### Text provided
***

For me, --compress means the former, and for you the latter. So a
third way of seeing things is to drop completely --compress, but have
one --compression-method and one --compression-level. That would
bring a clear split. Or just one --compression-method for the
client-side compression as you are proposing for the server-side
compression, however I'd like to think that a split between the method
and level is more intuitive.
In the proposed patch, you end up with pg_basebackup
--compression-method=lz4 -Z2 meaning compression with lz4 level 2. I
find that quite odd, though as with all such things, opinions may
vary. In my proposal, that would be an error, because it would be
equivalent to --compress=lz4 --compress=gzip --compression-level=2,
and would thus involve conflicting compression method specifications.
It seems to me that you did not read the patch closely enough. The
attached patch does not add support for LZ4 in pg_basebackup on the
client-side yet. Once it gets added, though, the idea is that using
--compress with LZ4 would result in an error. That's what happens
with pg_receivewal on HEAD, for one. The patch just shapes things to
plug LZ4 more easily in the existing code of pg_basebackup.c, and
walmethods.c.

***

### Extracted entries
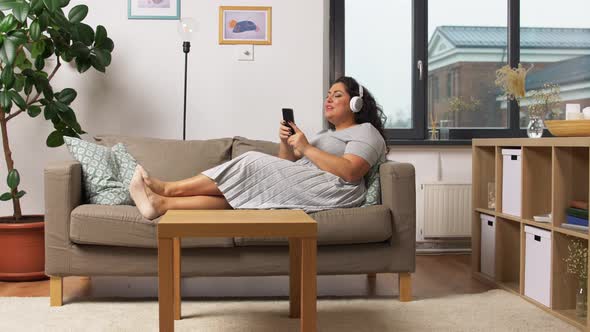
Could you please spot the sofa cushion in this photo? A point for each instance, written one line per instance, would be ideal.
(99, 173)
(123, 226)
(242, 145)
(172, 160)
(371, 224)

***

### Challenge 1
Please answer these questions about the pg_basebackup discussion:
(a) In the proposed patch, what does pg_basebackup --compression-method=lz4 -Z2 mean?
(b) Which tool on HEAD already gives an error when --compress is used with LZ4?
(c) Which two files does the patch shape so that LZ4 can be plugged in more easily?
### Challenge 2
Set down everything in the pg_basebackup discussion from "In the proposed" down to "compression method specifications.".
### Challenge 3
Take the pg_basebackup discussion further from the point where it stops.

### Written response 1
(a) Compression with lz4 level 2.
(b) pg_receivewal.
(c) pg_basebackup.c and walmethods.c.

### Written response 2
In the proposed patch, you end up with pg_basebackup
--compression-method=lz4 -Z2 meaning compression with lz4 level 2. I
find that quite odd, though as with all such things, opinions may
vary. In my proposal, that would be an error, because it would be
equivalent to --compress=lz4 --compress=gzip --compression-level=2,
and would thus involve conflicting compression method specifications.

### Written response 3
So.. As of now, it is actually possible to cut the pie in three
parts. There are no real objections to the cleanup of walmethods.c
and the addition of some conditional TAP tests with pg_basebackup and
client-side compression, as far as I can see, only to the option
renaming part. Attached are two patches, then. 0001 is the cleanup
of walmethods.c to rely the compression method, with more tests (tests
that could be moved into their own patch, as well). 0002 is the
addition of the options I suggested upthread, but we may change that
depending on what gets used for the server-side compression for
consistency so I am not suggesting to merge that until we agree on the
full picture. The point of this thread was mostly about 0001, so I am
fine to discard 0002. Thoughts?
--
Michael
Attachments:
v3-0001-Refactor-walmethods.c-s-tar-method-to-use-compres.patchtext/x-diff; charset=us-asciiDownload
From b2beb69c23ea8346a684e8c7ae5a5b60bade2066 Mon Sep 17 00:00:00 2001
From: Michael Paquier <michael@paquier.xyz>
Date: Thu, 6 Jan 2022 13:46:56 +0900
Subject: [PATCH v3 1/2] Refactor walmethods.c's tar method to use compression
method
Some TAP tests are added for pg_basebackup --compress, while on it.
---
src/bin/pg_basebackup/pg_basebackup.c | 3 +-
src/bin/pg_basebackup/t/010_pg_basebackup.pl | 36 ++++++++++++++-
src/bin/pg_basebackup/walmethods.c | 47 +++++++++++++-------
3 files changed, 67 insertions(+), 19 deletions(-)
diff --git a/src/bin/pg_basebackup/pg_basebackup.c b/src/bin/pg_basebackup/pg_basebackup.c
index 1739ac6382..17ff0132d9 100644
--- a/src/bin/pg_basebackup/pg_basebackup.c
+++ b/src/bin/pg_basebackup/pg_basebackup.c
@@ -524,7 +524,8 @@ LogStreamerMain(logstreamer_param *param)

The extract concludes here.